# Supplied data
□ □ □ □ □

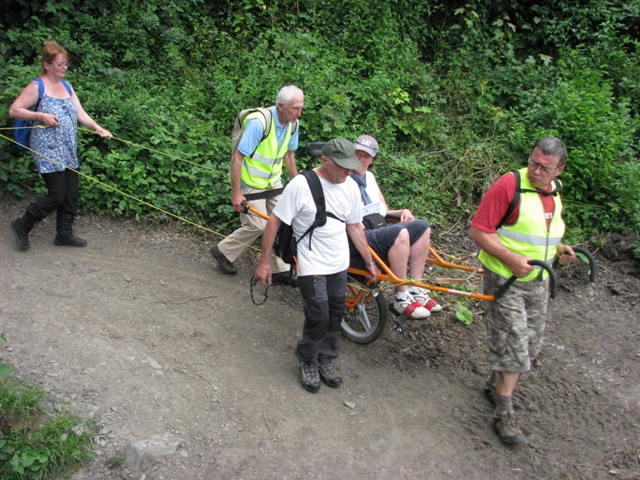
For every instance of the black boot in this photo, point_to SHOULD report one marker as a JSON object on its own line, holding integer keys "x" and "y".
{"x": 21, "y": 227}
{"x": 21, "y": 232}
{"x": 65, "y": 234}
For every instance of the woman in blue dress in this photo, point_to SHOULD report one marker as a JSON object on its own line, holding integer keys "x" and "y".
{"x": 54, "y": 148}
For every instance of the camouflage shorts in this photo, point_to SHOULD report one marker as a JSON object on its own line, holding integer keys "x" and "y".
{"x": 515, "y": 323}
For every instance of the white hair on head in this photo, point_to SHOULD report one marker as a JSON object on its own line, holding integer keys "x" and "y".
{"x": 286, "y": 94}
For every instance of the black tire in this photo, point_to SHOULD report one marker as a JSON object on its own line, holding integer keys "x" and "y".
{"x": 363, "y": 322}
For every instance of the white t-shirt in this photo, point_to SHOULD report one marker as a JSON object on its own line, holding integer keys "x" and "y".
{"x": 329, "y": 252}
{"x": 373, "y": 190}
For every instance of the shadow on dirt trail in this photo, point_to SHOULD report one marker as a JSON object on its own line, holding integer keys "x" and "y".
{"x": 140, "y": 332}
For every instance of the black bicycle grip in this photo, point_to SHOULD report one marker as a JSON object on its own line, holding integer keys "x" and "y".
{"x": 553, "y": 280}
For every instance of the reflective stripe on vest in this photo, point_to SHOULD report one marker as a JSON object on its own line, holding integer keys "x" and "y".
{"x": 529, "y": 235}
{"x": 265, "y": 168}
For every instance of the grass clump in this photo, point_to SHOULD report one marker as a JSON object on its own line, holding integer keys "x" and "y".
{"x": 35, "y": 444}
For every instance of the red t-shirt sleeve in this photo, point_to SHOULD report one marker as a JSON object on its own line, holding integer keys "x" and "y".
{"x": 494, "y": 205}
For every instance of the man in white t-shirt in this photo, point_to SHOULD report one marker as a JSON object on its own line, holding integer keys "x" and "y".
{"x": 404, "y": 246}
{"x": 323, "y": 257}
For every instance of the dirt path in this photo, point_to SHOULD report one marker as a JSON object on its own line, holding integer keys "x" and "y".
{"x": 141, "y": 333}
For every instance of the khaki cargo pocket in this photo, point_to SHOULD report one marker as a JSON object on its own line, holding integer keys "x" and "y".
{"x": 498, "y": 341}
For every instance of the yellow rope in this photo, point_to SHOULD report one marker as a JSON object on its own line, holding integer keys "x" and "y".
{"x": 119, "y": 191}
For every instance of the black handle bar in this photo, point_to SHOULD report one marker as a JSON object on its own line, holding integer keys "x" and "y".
{"x": 553, "y": 280}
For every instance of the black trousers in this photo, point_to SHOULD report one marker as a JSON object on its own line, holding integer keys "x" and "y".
{"x": 62, "y": 196}
{"x": 323, "y": 299}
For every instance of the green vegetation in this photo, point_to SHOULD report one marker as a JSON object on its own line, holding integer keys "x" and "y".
{"x": 456, "y": 94}
{"x": 33, "y": 444}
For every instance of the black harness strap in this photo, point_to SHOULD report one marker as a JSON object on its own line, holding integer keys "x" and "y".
{"x": 516, "y": 197}
{"x": 262, "y": 195}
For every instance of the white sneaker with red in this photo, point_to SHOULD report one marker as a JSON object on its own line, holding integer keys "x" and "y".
{"x": 421, "y": 296}
{"x": 410, "y": 307}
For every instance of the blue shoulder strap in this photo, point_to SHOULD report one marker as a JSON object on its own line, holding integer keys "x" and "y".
{"x": 40, "y": 87}
{"x": 66, "y": 85}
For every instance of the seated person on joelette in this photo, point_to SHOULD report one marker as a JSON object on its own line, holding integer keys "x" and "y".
{"x": 402, "y": 245}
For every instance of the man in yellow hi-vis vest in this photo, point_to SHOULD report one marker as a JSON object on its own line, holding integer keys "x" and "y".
{"x": 510, "y": 233}
{"x": 256, "y": 168}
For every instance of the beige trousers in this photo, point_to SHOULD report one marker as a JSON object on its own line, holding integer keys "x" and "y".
{"x": 251, "y": 229}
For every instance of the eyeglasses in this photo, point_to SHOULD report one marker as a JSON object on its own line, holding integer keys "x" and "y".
{"x": 536, "y": 165}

□ □ □ □ □

# Exercise aim
Verbatim reproduction of every record is required; images are left out.

# Result for this task
For every instance of the black boot in this photo, point_to SHOULD report one marker as a JSON object on its own line, holding integer keys "x" and "y".
{"x": 21, "y": 227}
{"x": 21, "y": 232}
{"x": 65, "y": 234}
For every instance of the woman in blue dress in this photo, point_to SHOULD report one marker as a JSON object on its own line, holding integer keys "x" and "y".
{"x": 54, "y": 148}
For every instance of the camouflage shorts in this photo, point_to SHOULD report one marker as a JSON object on its own line, holding integer keys "x" and "y".
{"x": 515, "y": 323}
For every instance of the white hair on head in this photo, point_to SHOULD report one marker as a JSON object on its own line, holding integer keys "x" and "y".
{"x": 286, "y": 94}
For every instance of the black tire in this photo, point_to SHOULD report one marker as a JSON object on its own line, holding integer keys "x" and "y".
{"x": 363, "y": 322}
For every instance of the white t-shirt in this photo, point_to SHOULD report one marker as a JSON object on its own line, holding integer keys "x" and "y".
{"x": 329, "y": 252}
{"x": 373, "y": 190}
For every instance of the shadow on dirt trail in this photo, point_to SHOULD report one marker as a JSON object on its own line, holding integer keys "x" and "y".
{"x": 140, "y": 332}
For every instance of the black bicycle grip in this photo, point_to SHOULD report one marker as a JSON object on its own line, holding integer keys "x" and "y".
{"x": 553, "y": 280}
For every instance of the reflective stripe on vest in this photo, point_to SHOULD report one marker as a JSON object on its own line, holding integer keys "x" and "y".
{"x": 529, "y": 235}
{"x": 265, "y": 168}
For every instance of the grass clump in this photo, point_to SHOULD report one marker as a JSON object on its own line, holding integer keys "x" and "y".
{"x": 35, "y": 444}
For every instance of the red t-shirt sleeve in this photo, point_to SHOULD report one marker as a JSON object on its own line, holding integer keys "x" and "y".
{"x": 494, "y": 205}
For every instance of the man in white t-shirt in this photo, point_to SHOULD report one marker as a JSON object on its own line, holding integer keys "x" and "y".
{"x": 404, "y": 246}
{"x": 323, "y": 257}
For every instance of the dirt path in this photo, point_to SHOULD report one marker as a JSON object on its own line, holding integer keys "x" and "y".
{"x": 141, "y": 333}
For every instance of the khaki cargo pocket in this photo, point_to SHOULD report one marker as a JSON object on its own line, holding integer keys "x" and "y".
{"x": 498, "y": 341}
For every instance of the yellow rope in this photo, point_to SHOULD report one marker as a JSON object on its own line, holding integer keys "x" and "y".
{"x": 119, "y": 191}
For every instance of the black handle bar in this photo, point_to SHOULD report one marker as a JSON object on its own line, holding integer keys "x" and "y".
{"x": 553, "y": 280}
For every instance of the black trousers in this photo, point_to SHOULD report one marker as a JSON object on its own line, holding integer keys "x" and "y".
{"x": 62, "y": 196}
{"x": 323, "y": 299}
For every instance of the green vegetation in this photo, point_to SHOULD report one marker as a JSON object on its own line, holding integer keys "x" and "y".
{"x": 456, "y": 94}
{"x": 33, "y": 444}
For every instance of the black harness strap in this photo, point_to SHOULD report one marker as a JSON object on its own line, holding integer keys "x" and "y".
{"x": 516, "y": 197}
{"x": 262, "y": 195}
For every instance of the white sneaker with red in this photo, point_to SHOULD report one marker as a JSON object on its own line, holding integer keys "x" and "y".
{"x": 421, "y": 296}
{"x": 410, "y": 307}
For every instance of the blue shoulder strap in this photo, point_to SHOULD report one marker as a JSON object on its own line, holding integer keys "x" and "y".
{"x": 40, "y": 87}
{"x": 66, "y": 85}
For every instance of the seated person on joelette in this photo, point_to SHOULD report one marker as a JSON object on its own line, holding integer keys "x" and "y".
{"x": 402, "y": 245}
For every instance of the man in yellow hi-vis vest in this photo, point_to SHOULD report one marker as a JSON object on its own line, holding integer keys "x" and "y".
{"x": 510, "y": 233}
{"x": 256, "y": 168}
For every instance of the beige trousers in this photo, point_to SHOULD report one marker as a JSON object on its own line, holding integer keys "x" and "y".
{"x": 251, "y": 229}
For every instance of the eyeglasses in this photo, point_to SHOULD report one marker as a JSON object on its own line, holding integer keys "x" and "y".
{"x": 536, "y": 165}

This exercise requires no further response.